Uma semana depois do golpe de Estado na Birmânia, os protestos são “gigantescos” e as bandeiras vermelhas, cor da Liga Nacional pela Democracia, de Aung San Suu Kyi, já não são o único símbolo dos manifestantes. Professores, estudantes, médicos ou advogados em protesto esticam o braço e erguem três dedos, símbolo de resistência e solidariedade inspirado na saga Os Jogos da Fome (The Hunger Games, no título original).
A 1 de Fevereiro, Suu Kyi, líder birmanesa democraticamente eleita em Novembro de 2020, foi detida, e o poder foi tomado pelos militares. “Desprezo completamente o golpe militar e não tenho medo da repressão”, disse Kyi Phyu Kyaw, estudante universitária, à agência France-Presse. “Vou juntar-me todos os dias até que Amay Suu (Mãe Suu) seja libertada”.
Na trilogia de Os Jogos da Fome, o gesto simboliza a rebelião contra o regime totalitário de Panem, num futuro distópico imaginado pela autora Suzanne Collins. Nos seus livros, a população é forçada a entrar numa competição até à morte, transmitida em directo na televisão.
O gesto ultrapassou a ficção e tornou-se popular nas ruas, em manifestações pró-democracia. Em 2014, na Tailândia, seis meses de crise política terminaram num golpe militar que derrubou o Governo eleito democraticamente. Manifestantes em todo o país adoptaram o gesto que se tornou imediatamente um símbolo anti-golpe, e uma forma de resistência pacífica e silenciosa.

-=-=-=-=-

### Enunciado do problema
Escreva a continuação do texto sobre os protestos na Birmânia e o gesto dos três dedos, a partir da última frase apresentada.

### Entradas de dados
-=-=-=-=-

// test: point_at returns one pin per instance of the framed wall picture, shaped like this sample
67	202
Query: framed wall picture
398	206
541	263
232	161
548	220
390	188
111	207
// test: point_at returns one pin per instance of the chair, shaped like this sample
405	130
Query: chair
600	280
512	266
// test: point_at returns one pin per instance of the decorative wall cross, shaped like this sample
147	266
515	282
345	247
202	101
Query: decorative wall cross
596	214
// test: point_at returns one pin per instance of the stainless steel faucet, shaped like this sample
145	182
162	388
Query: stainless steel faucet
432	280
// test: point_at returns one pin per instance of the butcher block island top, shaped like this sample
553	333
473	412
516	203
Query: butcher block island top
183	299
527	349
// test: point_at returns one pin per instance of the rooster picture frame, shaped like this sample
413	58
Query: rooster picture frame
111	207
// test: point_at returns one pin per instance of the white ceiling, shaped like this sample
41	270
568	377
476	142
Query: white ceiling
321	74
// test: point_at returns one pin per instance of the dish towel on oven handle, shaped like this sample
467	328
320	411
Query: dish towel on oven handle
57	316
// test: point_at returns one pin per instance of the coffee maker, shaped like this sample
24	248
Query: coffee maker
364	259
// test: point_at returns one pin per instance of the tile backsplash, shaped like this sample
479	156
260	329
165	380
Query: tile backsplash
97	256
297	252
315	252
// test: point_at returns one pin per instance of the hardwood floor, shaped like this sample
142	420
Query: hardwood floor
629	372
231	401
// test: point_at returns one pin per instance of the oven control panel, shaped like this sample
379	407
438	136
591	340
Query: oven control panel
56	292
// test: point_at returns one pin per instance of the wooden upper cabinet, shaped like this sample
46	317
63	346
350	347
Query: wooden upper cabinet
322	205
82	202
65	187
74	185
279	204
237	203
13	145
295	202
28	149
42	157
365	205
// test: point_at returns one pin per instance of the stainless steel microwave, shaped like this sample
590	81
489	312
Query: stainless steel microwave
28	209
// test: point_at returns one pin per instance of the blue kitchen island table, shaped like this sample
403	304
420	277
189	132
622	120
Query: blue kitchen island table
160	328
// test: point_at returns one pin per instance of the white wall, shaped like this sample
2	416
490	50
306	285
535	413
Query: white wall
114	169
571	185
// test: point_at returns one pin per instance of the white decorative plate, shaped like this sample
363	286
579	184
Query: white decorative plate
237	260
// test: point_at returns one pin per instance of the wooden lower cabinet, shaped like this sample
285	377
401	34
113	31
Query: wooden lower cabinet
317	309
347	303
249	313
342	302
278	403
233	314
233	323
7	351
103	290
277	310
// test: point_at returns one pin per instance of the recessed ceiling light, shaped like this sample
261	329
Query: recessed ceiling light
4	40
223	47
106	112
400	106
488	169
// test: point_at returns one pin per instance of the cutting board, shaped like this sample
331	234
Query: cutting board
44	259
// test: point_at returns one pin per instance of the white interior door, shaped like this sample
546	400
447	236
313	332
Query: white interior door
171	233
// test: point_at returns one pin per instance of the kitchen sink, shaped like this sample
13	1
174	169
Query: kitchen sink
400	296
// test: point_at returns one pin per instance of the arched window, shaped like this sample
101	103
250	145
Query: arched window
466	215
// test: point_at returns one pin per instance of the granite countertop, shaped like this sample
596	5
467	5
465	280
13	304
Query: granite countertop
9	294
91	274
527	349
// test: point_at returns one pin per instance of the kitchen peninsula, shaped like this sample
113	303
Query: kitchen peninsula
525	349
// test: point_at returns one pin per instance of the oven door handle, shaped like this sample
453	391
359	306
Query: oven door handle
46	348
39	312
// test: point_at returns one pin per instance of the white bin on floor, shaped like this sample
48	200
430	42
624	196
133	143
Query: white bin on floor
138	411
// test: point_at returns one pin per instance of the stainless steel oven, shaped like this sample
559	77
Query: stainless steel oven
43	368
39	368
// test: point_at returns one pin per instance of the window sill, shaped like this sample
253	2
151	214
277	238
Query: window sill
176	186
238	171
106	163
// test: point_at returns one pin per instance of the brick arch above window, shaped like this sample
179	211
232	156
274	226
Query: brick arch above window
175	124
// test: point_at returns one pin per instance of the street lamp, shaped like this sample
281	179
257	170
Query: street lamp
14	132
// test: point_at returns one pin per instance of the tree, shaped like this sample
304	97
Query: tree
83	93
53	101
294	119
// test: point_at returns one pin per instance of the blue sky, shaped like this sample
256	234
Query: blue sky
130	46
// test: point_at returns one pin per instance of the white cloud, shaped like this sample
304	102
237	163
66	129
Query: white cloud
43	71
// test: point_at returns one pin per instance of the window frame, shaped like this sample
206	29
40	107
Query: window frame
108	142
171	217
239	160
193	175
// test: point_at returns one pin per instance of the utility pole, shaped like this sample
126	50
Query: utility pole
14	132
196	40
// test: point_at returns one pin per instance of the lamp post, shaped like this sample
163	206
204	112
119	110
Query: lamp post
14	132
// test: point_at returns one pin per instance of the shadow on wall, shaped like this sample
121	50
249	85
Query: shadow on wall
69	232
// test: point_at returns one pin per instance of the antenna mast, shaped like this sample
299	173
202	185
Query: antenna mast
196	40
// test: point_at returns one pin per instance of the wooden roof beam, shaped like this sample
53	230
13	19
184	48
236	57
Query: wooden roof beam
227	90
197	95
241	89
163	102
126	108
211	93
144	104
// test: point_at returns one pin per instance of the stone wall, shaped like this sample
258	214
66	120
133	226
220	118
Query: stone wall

-=-=-=-=-

### Resposta à tarefa
Poucas semanas após a tomada de poder, os militares tailandeses proibiram-no e avisaram que iriam deter os que ignorassem os avisos para baixar os braços. “Sabíamos que seria um gesto facilmente associado aos conceitos de liberdade, igualdade e solidariedade”, disse Sirawith Seritiwat, activista tailandês presente nos protestos em 2014, ao The Guardian. “Na altura, a oposição ao golpe parecia semelhante às cenas no filme The Hunger Games, em que as pessoas põem três dedos no ar dirigindo-se ao Presidente Snow”, explicou.
Adorada no seu país, ainda que tenha caído em desgraça internacionalmente devido à perseguição da minoria rohingya, Aung San Suu Kyi e o Presidente Win Myint estão em prisão domiciliária desde o golpe militar. Ambos podem enfrentar até três anos de prisão devido a acusações relacionadas, respectivamente, com a violação de uma vaga lei de importação e de violação das regras de segurança impostas durante a pandemia de covid-19.